Re: [PATCH v10 00/12] barrier: Add smp_cond_load_{relaxed,acquire}_timeout()

From: Ankur Arora

Date: Mon Mar 16 2026 - 18:10:04 EST



Andrew Morton <akpm@xxxxxxxxxxxxxxxxxxxx> writes:

> On Sun, 15 Mar 2026 18:36:39 -0700 Ankur Arora <ankur.a.arora@xxxxxxxxxx> wrote:
>
>> Hi,
>>
>> This series adds waited variants of the smp_cond_load() primitives:
>> smp_cond_load_relaxed_timeout(), and smp_cond_load_acquire_timeout().
>>
>> ...
>>
>
> How are we to determine that this change is successful, useful, etc?

Good point. So this series was split off from this one here:
https://lore.kernel.org/lkml/20250218213337.377987-1-ankur.a.arora@xxxxxxxxxx/

The series enables ARCH_HAS_CPU_RELAX on arm64 which should allow
relatively cheap polling in idle on arm64.
However, it does need a few more patches from the series above to do that.

> Reduced CPU consumption? Reduced energy usage? Improved latencies?

With the additional patches this should improve wakeup latency:

I ran the sched-pipe test with processes on VCPUs 4 and 5 with
kvm-arm.wfi_trap_policy=notrap.

# perf stat -r 5 --cpu 4,5 -e task-clock,cycles,instructions,sched:sched_wake_idle_without_ipi \
perf bench sched pipe -l 1000000 -c 4

# No haltpoll (and, no TIF_POLLING_NRFLAG):

Performance counter stats for 'CPU(s) 4,5' (5 runs):

25,229.57 msec task-clock # 2.000 CPUs utilized ( +- 7.75% )
45,821,250,284 cycles # 1.816 GHz ( +- 10.07% )
26,557,496,665 instructions # 0.58 insn per cycle ( +- 0.21% )
0 sched:sched_wake_idle_without_ipi # 0.000 /sec

12.615 +- 0.977 seconds time elapsed ( +- 7.75% )


# Haltpoll:

Performance counter stats for 'CPU(s) 4,5' (5 runs):

15,131.58 msec task-clock # 2.000 CPUs utilized ( +- 10.00% )
34,158,188,839 cycles # 2.257 GHz ( +- 6.91% )
20,824,950,916 instructions # 0.61 insn per cycle ( +- 0.09% )
1,983,822 sched:sched_wake_idle_without_ipi # 131.105 K/sec ( +- 0.78% )

7.566 +- 0.756 seconds time elapsed ( +- 10.00% )

- _Source data_:
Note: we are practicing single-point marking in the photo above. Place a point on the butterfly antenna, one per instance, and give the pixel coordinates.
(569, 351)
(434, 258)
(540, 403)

- _Set task A_: Name every event that the perf command in the mailing-list reply about smp_cond_load timeouts passes to its -e option.
- _Set task B_: From the mailing-list reply about smp_cond_load timeouts, reproduce everything from "26,557,496,665 instructions #" down to "utilized ( +- 10.00% )", unchanged.

- _Task answer A_: task-clock, cycles, instructions, sched:sched_wake_idle_without_ipi

- _Task answer B_:
26,557,496,665 instructions # 0.58 insn per cycle ( +- 0.21% )
0 sched:sched_wake_idle_without_ipi # 0.000 /sec

12.615 +- 0.977 seconds time elapsed ( +- 7.75% )


# Haltpoll:

Performance counter stats for 'CPU(s) 4,5' (5 runs):

15,131.58 msec task-clock # 2.000 CPUs utilized ( +- 10.00% )